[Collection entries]
______
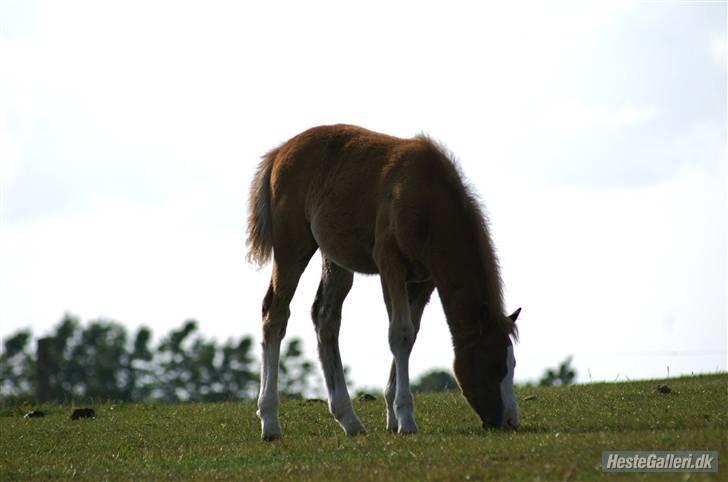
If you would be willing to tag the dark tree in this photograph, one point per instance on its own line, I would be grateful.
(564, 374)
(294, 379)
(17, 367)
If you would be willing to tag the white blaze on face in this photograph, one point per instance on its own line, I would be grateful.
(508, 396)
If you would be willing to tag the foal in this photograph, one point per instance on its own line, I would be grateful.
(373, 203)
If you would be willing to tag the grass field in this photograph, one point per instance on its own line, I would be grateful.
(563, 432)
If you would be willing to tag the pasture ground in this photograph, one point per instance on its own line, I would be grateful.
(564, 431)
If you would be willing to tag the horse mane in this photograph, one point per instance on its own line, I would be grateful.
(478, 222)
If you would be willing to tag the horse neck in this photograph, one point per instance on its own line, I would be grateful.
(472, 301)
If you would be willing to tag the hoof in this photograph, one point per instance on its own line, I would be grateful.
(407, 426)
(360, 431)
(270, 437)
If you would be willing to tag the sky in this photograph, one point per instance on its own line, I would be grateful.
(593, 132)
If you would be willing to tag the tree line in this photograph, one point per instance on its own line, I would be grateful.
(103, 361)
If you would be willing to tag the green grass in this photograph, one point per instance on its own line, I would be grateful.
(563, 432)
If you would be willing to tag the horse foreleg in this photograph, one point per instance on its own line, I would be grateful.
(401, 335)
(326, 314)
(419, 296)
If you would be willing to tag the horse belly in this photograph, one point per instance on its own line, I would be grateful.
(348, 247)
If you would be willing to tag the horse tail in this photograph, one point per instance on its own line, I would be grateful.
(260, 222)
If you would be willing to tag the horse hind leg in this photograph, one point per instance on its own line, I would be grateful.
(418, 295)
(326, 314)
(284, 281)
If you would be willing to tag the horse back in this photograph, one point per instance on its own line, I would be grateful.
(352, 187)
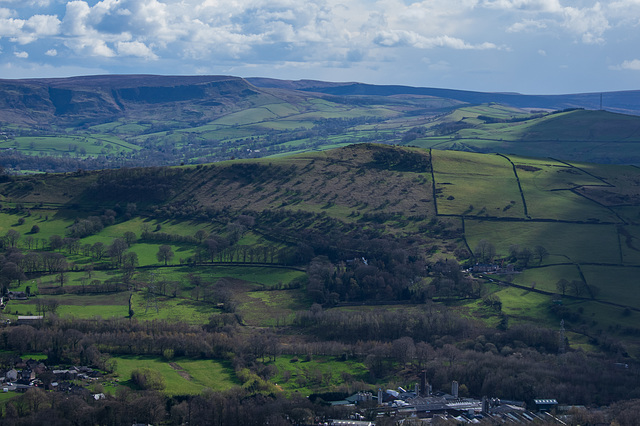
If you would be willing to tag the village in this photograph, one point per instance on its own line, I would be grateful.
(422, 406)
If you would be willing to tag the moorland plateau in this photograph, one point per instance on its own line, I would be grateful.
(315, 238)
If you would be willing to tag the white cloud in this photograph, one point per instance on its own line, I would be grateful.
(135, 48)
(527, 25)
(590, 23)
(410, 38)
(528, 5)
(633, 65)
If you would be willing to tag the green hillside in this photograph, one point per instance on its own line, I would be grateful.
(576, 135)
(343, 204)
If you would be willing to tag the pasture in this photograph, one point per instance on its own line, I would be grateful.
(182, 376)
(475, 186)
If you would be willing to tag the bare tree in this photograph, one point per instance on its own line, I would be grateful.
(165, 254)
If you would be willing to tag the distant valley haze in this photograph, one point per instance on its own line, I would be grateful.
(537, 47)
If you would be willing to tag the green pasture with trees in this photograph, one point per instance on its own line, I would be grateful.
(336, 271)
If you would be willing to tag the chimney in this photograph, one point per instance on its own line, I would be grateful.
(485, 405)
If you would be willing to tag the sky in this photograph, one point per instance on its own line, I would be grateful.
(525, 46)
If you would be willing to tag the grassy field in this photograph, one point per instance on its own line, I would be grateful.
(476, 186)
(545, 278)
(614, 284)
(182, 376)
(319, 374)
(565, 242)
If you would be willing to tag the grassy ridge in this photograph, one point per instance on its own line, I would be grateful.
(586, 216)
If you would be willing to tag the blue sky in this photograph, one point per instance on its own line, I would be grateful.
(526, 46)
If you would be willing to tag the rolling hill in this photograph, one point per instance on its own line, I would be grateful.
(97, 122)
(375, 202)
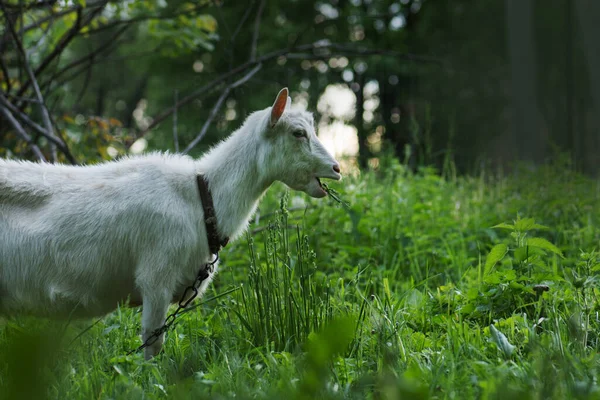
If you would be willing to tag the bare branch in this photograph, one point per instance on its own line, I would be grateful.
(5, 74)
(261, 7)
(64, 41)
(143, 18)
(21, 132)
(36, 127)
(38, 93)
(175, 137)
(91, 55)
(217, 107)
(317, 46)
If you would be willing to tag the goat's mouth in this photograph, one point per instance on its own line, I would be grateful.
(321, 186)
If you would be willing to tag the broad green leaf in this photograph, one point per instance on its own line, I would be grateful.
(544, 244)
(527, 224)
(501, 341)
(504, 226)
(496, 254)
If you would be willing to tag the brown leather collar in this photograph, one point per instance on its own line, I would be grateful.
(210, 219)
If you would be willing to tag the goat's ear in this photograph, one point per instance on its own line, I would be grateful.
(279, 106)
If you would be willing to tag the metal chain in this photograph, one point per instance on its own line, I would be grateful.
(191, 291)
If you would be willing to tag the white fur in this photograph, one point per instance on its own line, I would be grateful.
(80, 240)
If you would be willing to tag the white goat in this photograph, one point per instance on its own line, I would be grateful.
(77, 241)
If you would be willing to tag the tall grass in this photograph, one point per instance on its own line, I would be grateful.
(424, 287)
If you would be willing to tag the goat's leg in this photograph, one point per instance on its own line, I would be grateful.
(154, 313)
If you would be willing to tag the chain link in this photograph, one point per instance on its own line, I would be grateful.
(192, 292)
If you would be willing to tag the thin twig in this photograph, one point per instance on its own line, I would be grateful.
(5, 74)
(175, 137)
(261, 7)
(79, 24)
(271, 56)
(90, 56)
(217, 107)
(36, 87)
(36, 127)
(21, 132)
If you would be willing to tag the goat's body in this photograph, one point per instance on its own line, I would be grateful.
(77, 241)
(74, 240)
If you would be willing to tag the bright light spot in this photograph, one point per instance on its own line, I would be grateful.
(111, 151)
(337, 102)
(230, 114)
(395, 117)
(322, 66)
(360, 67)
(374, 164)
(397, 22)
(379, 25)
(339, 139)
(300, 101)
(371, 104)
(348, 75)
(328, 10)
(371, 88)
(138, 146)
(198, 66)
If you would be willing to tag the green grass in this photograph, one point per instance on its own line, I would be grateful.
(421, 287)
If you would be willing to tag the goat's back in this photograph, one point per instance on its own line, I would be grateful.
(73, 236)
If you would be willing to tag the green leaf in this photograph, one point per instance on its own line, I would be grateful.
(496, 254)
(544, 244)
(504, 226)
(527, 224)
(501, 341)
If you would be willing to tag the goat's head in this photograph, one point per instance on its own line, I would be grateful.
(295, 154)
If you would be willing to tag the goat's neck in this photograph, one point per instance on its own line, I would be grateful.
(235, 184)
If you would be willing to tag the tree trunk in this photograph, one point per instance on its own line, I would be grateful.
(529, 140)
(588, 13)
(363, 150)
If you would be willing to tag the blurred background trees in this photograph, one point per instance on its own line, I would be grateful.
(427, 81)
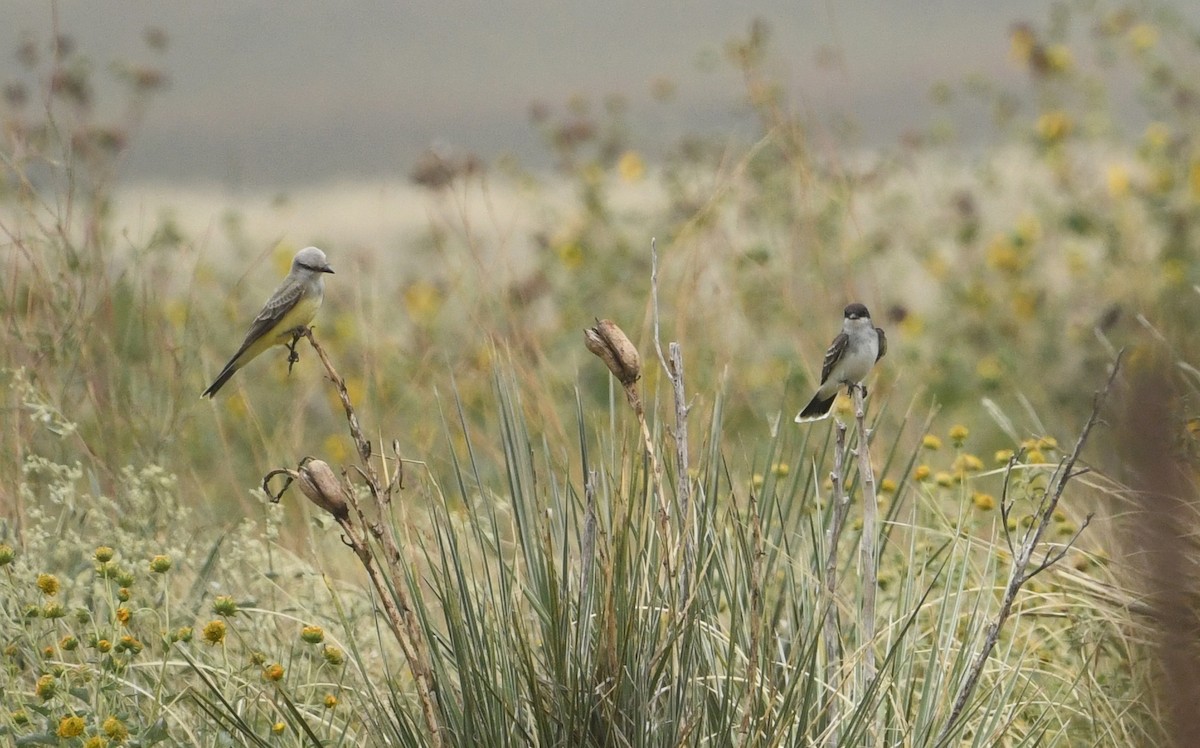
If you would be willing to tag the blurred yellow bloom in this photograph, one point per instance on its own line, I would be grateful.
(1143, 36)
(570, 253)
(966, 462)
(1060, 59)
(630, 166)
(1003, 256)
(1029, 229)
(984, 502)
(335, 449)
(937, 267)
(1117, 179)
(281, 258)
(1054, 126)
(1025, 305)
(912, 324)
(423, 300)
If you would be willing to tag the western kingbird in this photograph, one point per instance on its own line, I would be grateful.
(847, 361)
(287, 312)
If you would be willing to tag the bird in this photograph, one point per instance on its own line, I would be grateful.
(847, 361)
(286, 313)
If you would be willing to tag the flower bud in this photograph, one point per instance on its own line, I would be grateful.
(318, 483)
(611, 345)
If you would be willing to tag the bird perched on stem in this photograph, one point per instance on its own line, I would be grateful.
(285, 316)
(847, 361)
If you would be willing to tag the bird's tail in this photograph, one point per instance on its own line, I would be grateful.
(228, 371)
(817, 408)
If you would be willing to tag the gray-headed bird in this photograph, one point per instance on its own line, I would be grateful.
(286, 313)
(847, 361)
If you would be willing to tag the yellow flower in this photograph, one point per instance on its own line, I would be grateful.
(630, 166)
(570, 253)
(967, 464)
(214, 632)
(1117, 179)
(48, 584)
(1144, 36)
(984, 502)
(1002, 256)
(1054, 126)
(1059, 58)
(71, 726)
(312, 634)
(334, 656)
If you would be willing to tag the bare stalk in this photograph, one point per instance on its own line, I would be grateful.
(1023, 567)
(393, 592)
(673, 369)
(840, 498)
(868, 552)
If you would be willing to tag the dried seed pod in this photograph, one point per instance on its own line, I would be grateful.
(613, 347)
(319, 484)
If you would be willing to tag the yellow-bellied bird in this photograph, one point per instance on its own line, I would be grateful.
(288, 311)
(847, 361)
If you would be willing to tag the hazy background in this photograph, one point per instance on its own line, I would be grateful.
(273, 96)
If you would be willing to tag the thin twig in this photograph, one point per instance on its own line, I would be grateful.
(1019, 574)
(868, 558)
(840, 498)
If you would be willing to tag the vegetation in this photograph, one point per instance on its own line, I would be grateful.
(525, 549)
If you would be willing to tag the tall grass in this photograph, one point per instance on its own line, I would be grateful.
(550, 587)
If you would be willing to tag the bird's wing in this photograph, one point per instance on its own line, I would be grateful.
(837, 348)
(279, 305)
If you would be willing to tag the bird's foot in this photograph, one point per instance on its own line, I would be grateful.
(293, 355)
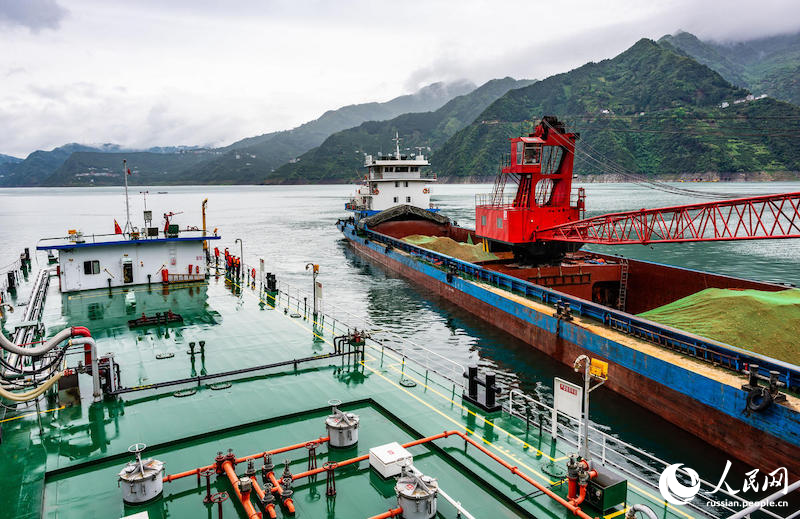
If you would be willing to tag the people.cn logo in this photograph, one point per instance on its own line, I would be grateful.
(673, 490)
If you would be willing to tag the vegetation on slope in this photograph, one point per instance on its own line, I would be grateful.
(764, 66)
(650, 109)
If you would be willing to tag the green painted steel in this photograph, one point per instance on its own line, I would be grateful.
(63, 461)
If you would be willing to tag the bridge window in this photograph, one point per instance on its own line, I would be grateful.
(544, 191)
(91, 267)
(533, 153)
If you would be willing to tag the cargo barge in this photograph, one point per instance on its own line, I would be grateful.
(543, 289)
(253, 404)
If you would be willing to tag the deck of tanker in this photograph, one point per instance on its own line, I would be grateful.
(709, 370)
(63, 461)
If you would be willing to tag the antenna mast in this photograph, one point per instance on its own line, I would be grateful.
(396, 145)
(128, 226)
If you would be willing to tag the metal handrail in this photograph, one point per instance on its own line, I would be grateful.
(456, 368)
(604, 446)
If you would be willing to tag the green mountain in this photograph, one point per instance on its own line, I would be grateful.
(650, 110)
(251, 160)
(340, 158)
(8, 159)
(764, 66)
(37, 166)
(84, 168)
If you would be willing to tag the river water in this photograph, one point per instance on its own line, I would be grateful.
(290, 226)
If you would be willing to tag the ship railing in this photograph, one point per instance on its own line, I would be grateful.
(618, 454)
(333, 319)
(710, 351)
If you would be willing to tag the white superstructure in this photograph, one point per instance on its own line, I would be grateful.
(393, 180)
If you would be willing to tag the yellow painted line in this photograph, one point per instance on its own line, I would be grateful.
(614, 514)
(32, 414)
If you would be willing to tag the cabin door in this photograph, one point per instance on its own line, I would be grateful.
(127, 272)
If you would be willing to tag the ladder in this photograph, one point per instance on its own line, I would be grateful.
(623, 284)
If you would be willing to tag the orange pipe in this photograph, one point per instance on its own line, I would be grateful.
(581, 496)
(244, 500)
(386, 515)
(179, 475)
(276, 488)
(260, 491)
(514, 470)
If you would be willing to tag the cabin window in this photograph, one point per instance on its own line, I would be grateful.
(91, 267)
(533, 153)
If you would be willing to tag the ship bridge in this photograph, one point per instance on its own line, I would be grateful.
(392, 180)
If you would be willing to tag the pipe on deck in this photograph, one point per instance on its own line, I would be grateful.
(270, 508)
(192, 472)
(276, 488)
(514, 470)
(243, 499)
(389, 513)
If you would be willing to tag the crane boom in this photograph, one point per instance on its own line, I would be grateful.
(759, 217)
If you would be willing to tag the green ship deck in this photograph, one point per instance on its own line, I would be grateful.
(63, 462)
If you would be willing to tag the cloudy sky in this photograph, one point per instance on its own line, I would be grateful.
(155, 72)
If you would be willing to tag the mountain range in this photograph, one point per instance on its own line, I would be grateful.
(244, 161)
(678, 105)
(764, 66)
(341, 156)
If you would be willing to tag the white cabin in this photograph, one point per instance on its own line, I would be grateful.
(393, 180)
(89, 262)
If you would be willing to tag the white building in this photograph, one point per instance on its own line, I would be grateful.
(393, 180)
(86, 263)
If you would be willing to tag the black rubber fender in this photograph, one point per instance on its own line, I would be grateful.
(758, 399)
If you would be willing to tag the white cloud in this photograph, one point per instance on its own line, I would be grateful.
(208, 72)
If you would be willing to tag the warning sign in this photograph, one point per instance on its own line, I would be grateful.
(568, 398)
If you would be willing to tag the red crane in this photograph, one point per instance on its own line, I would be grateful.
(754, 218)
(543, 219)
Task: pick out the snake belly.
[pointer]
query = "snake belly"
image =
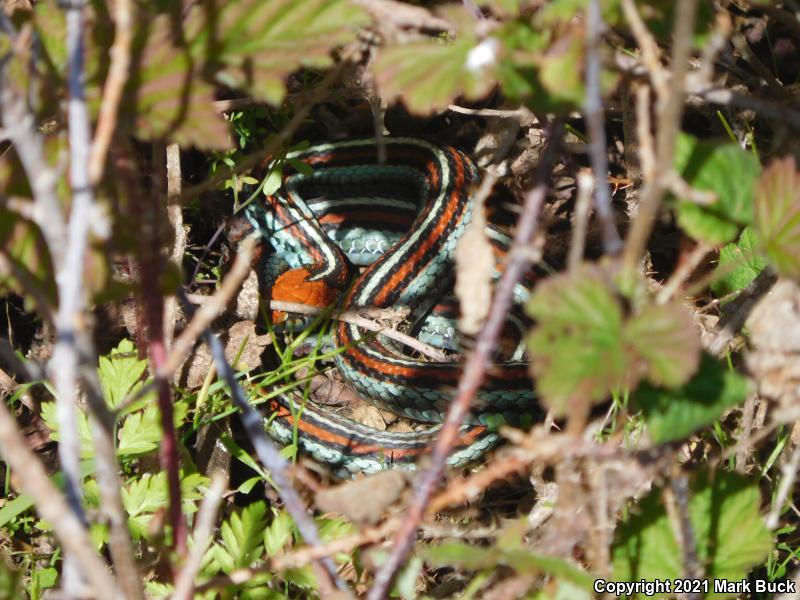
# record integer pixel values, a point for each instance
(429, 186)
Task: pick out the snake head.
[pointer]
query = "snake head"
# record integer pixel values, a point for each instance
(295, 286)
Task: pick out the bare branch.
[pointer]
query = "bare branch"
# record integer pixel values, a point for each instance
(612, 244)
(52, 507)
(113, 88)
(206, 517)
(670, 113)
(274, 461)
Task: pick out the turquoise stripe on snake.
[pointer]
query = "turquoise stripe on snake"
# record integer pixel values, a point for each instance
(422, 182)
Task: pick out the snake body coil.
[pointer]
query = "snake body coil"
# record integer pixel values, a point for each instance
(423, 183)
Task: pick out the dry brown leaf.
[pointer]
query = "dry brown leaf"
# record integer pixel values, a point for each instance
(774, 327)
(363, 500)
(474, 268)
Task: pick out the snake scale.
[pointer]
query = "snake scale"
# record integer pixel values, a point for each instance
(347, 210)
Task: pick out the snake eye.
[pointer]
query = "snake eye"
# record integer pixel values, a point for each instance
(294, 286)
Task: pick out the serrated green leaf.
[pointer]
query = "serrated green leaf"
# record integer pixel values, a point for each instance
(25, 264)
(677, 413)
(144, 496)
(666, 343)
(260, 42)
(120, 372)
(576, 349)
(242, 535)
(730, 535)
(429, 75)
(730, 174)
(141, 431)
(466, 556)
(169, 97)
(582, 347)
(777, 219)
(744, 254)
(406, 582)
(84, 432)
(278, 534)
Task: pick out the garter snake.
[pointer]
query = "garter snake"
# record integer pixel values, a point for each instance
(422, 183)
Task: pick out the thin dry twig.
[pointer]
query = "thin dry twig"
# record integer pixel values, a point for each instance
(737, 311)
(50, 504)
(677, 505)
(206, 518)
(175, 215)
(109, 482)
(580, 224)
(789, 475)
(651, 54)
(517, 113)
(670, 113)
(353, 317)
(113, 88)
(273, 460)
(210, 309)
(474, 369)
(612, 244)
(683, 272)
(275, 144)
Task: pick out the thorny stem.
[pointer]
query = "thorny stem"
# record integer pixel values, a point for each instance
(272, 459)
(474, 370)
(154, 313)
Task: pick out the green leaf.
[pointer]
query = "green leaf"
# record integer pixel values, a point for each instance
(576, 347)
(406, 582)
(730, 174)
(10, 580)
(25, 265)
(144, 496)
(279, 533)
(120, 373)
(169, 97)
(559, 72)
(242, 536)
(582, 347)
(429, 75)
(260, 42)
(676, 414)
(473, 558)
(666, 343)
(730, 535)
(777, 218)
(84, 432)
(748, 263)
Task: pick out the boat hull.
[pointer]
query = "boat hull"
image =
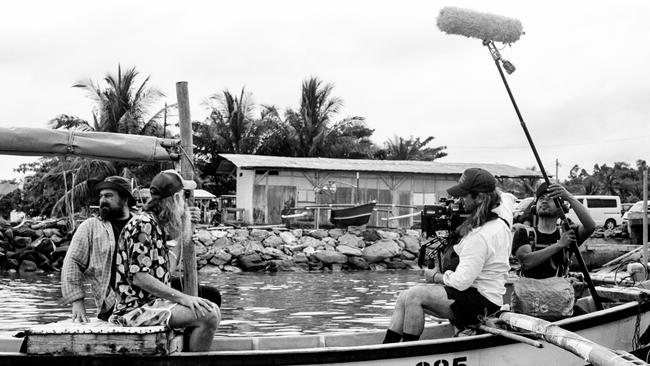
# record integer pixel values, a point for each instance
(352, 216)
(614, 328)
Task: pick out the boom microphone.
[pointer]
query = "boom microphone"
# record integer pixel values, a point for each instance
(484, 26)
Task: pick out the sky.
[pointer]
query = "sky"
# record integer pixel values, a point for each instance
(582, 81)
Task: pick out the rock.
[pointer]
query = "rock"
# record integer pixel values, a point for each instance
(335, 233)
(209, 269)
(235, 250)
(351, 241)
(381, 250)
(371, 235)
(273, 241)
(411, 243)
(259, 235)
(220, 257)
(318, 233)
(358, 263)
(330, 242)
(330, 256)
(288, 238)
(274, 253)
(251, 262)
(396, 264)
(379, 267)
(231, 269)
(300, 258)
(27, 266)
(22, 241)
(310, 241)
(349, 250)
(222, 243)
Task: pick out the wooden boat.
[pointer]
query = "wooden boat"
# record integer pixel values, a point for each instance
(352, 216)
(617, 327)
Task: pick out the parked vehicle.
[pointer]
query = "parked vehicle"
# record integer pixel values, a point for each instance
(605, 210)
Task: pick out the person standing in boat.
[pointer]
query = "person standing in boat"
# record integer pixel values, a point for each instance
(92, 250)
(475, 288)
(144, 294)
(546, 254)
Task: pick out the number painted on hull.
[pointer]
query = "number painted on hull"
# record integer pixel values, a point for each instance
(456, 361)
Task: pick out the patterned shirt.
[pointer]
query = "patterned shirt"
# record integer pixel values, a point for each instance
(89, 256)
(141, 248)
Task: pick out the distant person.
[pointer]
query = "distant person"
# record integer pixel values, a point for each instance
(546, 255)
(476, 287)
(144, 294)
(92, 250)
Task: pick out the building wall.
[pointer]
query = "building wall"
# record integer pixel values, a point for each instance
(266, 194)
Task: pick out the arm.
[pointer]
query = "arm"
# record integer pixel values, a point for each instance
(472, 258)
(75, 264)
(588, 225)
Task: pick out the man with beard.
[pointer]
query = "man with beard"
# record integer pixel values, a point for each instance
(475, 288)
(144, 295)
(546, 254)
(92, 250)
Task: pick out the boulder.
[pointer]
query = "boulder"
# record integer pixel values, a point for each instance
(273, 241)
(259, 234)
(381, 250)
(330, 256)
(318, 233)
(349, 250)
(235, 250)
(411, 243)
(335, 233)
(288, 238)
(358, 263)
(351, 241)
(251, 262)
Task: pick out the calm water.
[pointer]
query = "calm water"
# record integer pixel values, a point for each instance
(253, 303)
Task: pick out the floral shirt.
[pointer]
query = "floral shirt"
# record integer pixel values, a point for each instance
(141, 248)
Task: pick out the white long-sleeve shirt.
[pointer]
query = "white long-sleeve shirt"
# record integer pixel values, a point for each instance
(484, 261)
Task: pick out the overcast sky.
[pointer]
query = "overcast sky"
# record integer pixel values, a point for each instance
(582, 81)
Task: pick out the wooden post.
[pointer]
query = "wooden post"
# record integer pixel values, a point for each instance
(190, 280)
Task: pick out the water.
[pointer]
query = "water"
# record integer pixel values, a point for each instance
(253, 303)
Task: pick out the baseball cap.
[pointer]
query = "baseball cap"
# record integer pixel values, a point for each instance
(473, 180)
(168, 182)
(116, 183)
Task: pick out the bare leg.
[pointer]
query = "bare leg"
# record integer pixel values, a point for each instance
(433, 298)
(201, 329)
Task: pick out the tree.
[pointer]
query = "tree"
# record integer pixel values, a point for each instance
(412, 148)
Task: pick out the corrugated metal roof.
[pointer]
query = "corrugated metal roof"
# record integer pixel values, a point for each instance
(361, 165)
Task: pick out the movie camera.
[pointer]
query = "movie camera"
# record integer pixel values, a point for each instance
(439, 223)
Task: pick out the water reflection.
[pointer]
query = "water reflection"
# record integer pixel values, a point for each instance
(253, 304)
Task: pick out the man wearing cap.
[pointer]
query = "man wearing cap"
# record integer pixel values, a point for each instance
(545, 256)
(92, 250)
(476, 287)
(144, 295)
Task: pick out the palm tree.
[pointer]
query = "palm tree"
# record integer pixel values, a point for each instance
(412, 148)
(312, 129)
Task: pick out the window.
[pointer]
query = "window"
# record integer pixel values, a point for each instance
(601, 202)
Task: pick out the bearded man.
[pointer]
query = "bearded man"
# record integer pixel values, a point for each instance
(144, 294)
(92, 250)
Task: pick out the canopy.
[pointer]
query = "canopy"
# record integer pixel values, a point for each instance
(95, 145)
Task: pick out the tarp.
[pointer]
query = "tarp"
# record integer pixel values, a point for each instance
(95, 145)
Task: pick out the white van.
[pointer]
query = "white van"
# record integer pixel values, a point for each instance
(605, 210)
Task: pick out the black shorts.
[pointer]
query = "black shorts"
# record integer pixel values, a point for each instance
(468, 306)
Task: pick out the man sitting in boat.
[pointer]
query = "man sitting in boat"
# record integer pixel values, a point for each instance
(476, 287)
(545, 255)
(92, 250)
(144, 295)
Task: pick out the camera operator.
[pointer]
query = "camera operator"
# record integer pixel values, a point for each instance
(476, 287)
______
- _WORK INSTRUCTIONS_: Search the data for the word "palm" and report how many lines include it, with the number alone.

- _RESPONSE TO THE TASK_: 2